Exercise objective ::
Write out exactly the lines from the one with "Where can the bird's tail" through the last line. Pictures stay out.

Data extracted from a collection
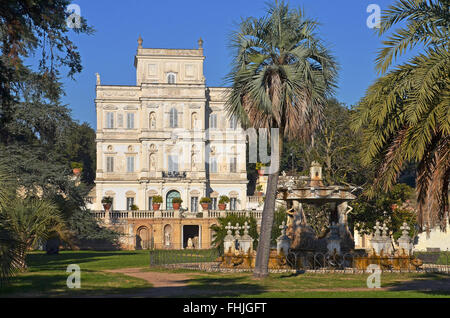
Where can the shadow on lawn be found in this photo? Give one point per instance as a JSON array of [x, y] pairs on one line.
[[209, 287], [431, 283], [42, 261], [54, 285]]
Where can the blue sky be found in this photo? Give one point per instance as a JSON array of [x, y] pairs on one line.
[[178, 24]]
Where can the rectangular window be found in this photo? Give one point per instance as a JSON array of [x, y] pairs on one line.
[[109, 120], [109, 164], [130, 202], [233, 203], [194, 204], [213, 165], [213, 121], [173, 163], [233, 165], [173, 120], [130, 120], [130, 164], [214, 203]]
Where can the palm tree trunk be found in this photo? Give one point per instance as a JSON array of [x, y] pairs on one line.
[[263, 251]]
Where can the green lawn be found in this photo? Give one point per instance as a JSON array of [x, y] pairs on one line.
[[46, 276], [319, 285]]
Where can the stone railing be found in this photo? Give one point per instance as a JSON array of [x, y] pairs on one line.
[[170, 214]]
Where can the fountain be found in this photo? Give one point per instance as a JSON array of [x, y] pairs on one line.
[[299, 247]]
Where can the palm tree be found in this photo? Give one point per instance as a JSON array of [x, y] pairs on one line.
[[32, 220], [280, 79], [10, 248], [405, 115]]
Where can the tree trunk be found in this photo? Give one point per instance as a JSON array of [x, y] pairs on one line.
[[263, 251]]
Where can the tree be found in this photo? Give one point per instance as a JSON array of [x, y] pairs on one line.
[[393, 207], [404, 115], [221, 232], [27, 28], [280, 78], [11, 248]]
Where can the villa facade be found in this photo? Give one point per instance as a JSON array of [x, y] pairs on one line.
[[168, 136]]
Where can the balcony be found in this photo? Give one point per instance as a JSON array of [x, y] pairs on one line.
[[117, 216]]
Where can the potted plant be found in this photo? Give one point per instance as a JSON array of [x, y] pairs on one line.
[[205, 202], [77, 167], [156, 202], [259, 190], [107, 202], [223, 200], [260, 168], [176, 203]]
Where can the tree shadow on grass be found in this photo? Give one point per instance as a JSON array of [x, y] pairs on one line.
[[431, 283], [51, 284], [223, 287]]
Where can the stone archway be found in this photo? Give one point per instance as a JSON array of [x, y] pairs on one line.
[[143, 238], [169, 197]]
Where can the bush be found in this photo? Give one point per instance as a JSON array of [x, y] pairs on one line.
[[107, 200], [221, 232]]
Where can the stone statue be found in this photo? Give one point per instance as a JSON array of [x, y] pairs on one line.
[[152, 163], [190, 243], [152, 121], [167, 238]]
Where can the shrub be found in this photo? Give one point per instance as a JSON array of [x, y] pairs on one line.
[[157, 199], [177, 200], [224, 199]]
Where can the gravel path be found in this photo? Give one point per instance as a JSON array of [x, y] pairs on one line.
[[176, 285]]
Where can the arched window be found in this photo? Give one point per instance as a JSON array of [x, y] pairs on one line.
[[171, 78], [152, 120], [173, 118], [169, 197]]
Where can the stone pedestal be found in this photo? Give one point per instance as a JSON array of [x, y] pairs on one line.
[[283, 241]]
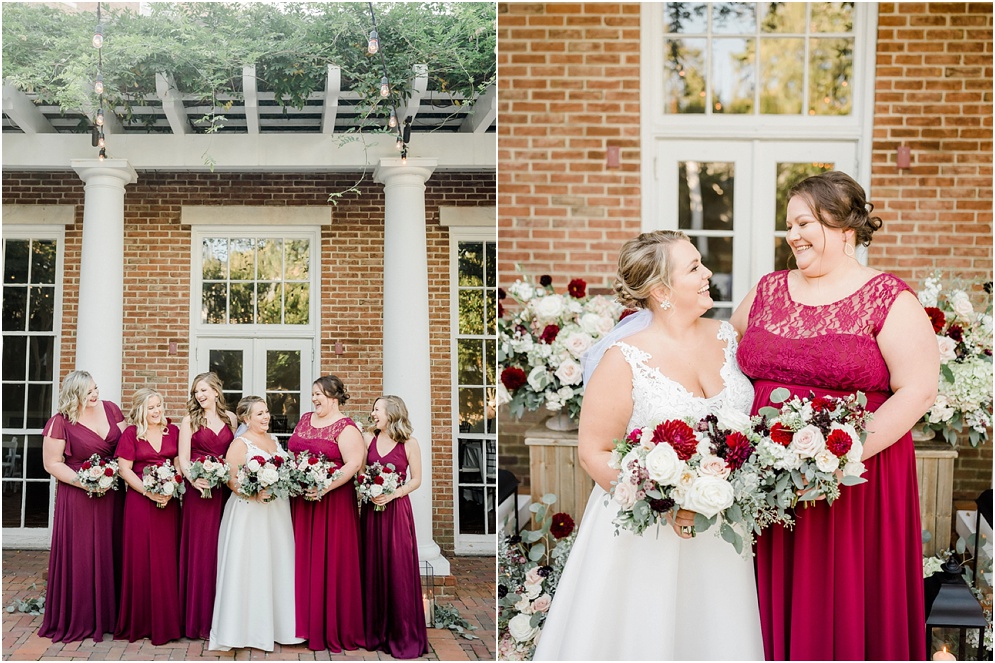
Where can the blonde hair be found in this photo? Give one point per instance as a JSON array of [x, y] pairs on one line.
[[138, 415], [644, 264], [73, 394], [198, 419], [399, 427]]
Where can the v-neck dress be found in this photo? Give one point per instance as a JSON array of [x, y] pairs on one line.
[[81, 598], [150, 600]]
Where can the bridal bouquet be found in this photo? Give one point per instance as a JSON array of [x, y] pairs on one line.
[[98, 475], [540, 346], [378, 480], [162, 479], [309, 471], [258, 474], [213, 469], [964, 336]]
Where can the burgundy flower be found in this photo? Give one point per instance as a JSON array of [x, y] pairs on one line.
[[937, 318], [839, 442], [781, 435], [513, 378], [562, 525], [678, 435], [577, 288]]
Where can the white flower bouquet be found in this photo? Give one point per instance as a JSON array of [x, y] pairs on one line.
[[212, 469], [964, 336], [98, 475], [541, 344], [378, 480], [162, 479]]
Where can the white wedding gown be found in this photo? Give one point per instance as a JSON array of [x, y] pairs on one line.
[[254, 603], [656, 596]]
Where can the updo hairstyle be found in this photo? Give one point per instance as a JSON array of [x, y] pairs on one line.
[[839, 202], [644, 264]]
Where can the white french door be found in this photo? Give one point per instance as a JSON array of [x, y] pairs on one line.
[[277, 369], [729, 196]]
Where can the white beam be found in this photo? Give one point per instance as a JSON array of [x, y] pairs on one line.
[[23, 112], [483, 113], [251, 98], [172, 103], [333, 89]]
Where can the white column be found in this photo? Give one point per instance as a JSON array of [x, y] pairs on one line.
[[406, 361], [100, 324]]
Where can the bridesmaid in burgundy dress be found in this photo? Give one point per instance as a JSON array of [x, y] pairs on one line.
[[326, 532], [395, 614], [207, 430], [81, 599], [846, 583], [150, 603]]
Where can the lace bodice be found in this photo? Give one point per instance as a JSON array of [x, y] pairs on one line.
[[656, 397]]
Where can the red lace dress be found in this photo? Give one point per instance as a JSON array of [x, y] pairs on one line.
[[846, 583]]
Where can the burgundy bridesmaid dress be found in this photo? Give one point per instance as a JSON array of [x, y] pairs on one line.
[[81, 598], [846, 583], [150, 600], [326, 535], [201, 521], [395, 614]]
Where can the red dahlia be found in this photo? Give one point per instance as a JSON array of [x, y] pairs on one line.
[[513, 378], [781, 435], [839, 442], [678, 435], [562, 525]]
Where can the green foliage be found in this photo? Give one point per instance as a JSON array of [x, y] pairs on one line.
[[205, 45]]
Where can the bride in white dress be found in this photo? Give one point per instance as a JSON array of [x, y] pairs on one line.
[[254, 601], [668, 594]]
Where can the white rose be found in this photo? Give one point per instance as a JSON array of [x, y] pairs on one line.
[[808, 442], [708, 496], [961, 304], [713, 466], [570, 372], [521, 629], [663, 465], [948, 348], [826, 461]]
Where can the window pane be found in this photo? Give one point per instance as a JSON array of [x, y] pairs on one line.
[[15, 267], [684, 71], [15, 349], [781, 82], [43, 257], [830, 73], [705, 195]]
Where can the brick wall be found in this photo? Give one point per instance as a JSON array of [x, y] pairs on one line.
[[157, 282]]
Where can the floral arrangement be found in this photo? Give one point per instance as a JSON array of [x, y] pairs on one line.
[[310, 471], [162, 479], [378, 480], [98, 475], [540, 346], [529, 570], [258, 474], [212, 469], [964, 336]]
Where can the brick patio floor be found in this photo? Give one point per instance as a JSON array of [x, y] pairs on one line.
[[475, 591]]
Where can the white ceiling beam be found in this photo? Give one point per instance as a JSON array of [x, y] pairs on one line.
[[23, 112], [483, 113], [172, 103], [251, 98], [333, 90]]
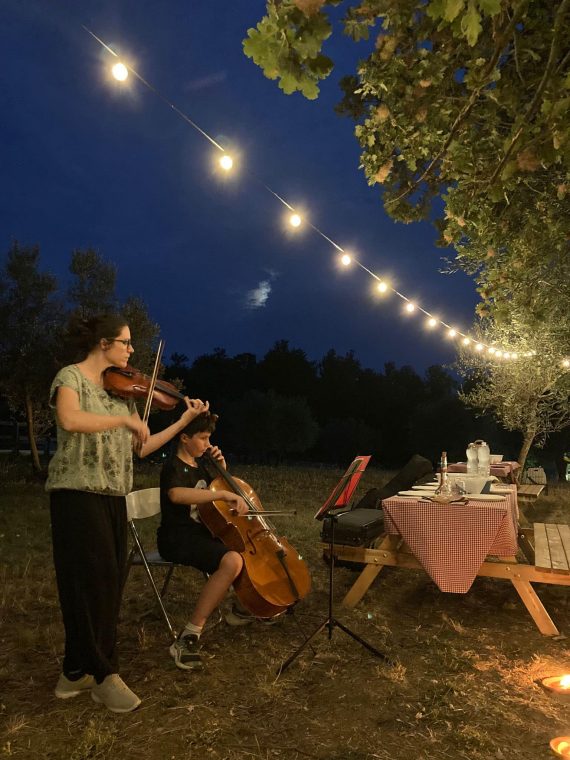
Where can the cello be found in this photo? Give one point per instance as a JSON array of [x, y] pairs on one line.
[[274, 576]]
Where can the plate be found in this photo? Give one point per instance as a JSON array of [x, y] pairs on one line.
[[417, 494], [484, 497]]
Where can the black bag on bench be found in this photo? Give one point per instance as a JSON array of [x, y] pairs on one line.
[[359, 527]]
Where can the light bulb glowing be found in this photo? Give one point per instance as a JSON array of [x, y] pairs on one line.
[[120, 72]]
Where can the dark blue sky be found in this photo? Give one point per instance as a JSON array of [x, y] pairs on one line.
[[87, 163]]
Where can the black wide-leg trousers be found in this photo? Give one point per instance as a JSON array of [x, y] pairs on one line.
[[89, 533]]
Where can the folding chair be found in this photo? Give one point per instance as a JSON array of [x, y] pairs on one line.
[[140, 505]]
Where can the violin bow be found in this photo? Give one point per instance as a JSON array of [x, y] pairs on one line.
[[153, 380]]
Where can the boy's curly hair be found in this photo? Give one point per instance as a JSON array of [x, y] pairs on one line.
[[203, 423]]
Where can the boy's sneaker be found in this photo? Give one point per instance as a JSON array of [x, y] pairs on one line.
[[186, 652], [66, 688], [114, 693], [238, 616]]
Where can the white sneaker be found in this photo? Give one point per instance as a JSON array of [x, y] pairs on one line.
[[115, 694], [66, 688]]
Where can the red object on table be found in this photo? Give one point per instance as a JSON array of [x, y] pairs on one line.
[[451, 541]]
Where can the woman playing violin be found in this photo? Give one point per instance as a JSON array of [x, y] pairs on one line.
[[89, 477], [184, 539]]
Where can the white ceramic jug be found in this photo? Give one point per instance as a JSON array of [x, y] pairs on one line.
[[483, 458], [472, 465]]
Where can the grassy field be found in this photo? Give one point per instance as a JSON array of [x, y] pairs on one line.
[[463, 685]]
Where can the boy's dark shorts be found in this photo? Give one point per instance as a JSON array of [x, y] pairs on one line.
[[191, 544]]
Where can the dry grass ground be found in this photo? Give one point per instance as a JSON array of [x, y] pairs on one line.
[[463, 686]]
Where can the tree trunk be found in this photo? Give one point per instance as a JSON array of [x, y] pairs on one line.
[[529, 437], [32, 434]]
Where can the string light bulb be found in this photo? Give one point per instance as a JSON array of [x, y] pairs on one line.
[[120, 72]]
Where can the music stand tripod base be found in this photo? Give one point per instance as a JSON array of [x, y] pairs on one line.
[[331, 622]]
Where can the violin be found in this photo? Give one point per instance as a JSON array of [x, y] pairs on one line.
[[131, 383], [274, 576]]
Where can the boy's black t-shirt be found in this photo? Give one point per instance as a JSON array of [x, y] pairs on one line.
[[177, 474]]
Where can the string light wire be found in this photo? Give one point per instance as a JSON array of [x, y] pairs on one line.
[[411, 306]]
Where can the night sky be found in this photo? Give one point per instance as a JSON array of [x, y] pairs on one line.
[[87, 163]]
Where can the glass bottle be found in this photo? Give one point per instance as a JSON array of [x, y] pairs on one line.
[[444, 485], [483, 458], [472, 465]]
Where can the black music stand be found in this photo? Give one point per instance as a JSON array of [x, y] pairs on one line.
[[339, 498]]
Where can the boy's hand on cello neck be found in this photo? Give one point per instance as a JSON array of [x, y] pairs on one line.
[[236, 503], [194, 407], [216, 454]]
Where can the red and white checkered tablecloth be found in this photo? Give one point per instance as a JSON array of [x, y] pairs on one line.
[[451, 541], [500, 470]]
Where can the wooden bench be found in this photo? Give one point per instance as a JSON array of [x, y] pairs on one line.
[[530, 492], [552, 547], [545, 547]]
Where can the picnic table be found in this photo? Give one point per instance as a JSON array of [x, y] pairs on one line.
[[451, 543], [505, 470]]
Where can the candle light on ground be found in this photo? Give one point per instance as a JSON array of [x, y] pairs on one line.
[[561, 746], [558, 686]]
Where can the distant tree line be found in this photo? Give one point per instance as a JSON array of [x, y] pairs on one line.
[[287, 407]]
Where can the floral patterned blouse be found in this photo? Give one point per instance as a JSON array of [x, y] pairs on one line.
[[100, 462]]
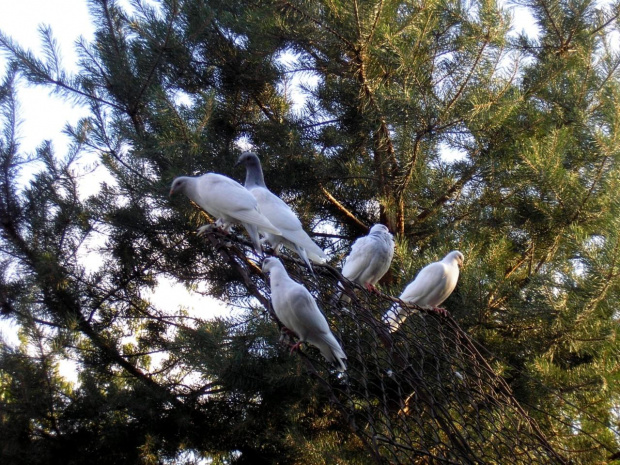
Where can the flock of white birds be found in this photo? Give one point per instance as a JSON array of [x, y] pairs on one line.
[[263, 213]]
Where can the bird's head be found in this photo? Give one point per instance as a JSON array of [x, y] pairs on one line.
[[178, 185], [248, 159], [458, 256], [379, 228], [269, 263]]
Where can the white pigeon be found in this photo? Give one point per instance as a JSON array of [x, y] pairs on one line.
[[228, 201], [297, 310], [280, 214], [433, 284], [370, 258]]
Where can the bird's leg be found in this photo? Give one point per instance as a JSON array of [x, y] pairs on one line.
[[371, 288], [297, 346], [441, 311], [205, 228], [285, 331]]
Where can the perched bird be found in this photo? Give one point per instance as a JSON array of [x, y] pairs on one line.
[[280, 214], [228, 201], [297, 310], [433, 284], [370, 258]]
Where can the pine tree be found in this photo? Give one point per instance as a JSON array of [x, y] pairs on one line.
[[172, 89]]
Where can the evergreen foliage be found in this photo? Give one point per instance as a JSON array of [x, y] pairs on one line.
[[530, 196]]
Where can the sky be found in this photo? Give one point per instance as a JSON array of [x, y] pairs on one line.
[[43, 115]]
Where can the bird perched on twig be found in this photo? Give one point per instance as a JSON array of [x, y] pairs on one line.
[[298, 312], [228, 201], [369, 259], [433, 284], [280, 214]]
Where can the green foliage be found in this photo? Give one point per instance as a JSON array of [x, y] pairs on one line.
[[172, 88]]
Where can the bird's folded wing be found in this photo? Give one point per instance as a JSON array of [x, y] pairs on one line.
[[283, 218], [233, 199], [358, 259], [429, 282]]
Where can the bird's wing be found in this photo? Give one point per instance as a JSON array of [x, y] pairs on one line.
[[283, 218], [232, 199], [359, 258], [429, 283], [313, 328], [305, 316]]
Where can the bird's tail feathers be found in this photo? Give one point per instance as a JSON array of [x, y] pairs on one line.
[[253, 233], [332, 351], [394, 317], [304, 256]]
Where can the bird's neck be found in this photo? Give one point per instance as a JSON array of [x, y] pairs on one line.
[[254, 176], [190, 187]]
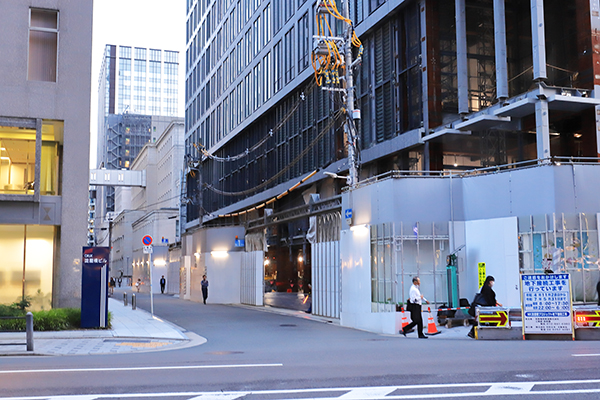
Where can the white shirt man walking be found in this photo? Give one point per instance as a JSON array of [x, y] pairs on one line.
[[416, 299]]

Response ::
Where can the bird's tail feathers be found in this photo? Give one point per instance as a JSON array of [x, y] pairs on one line.
[[253, 233], [332, 351], [394, 317], [304, 256]]
Where can the bird's neck be found in this photo? Give one point per instance as a JSON array of [x, y] pairs on one line.
[[254, 176], [190, 187]]
Where can the white shirt man walking be found in this photo? Give one point per instance as a JSON array of [x, y] pairs on one line.
[[416, 299]]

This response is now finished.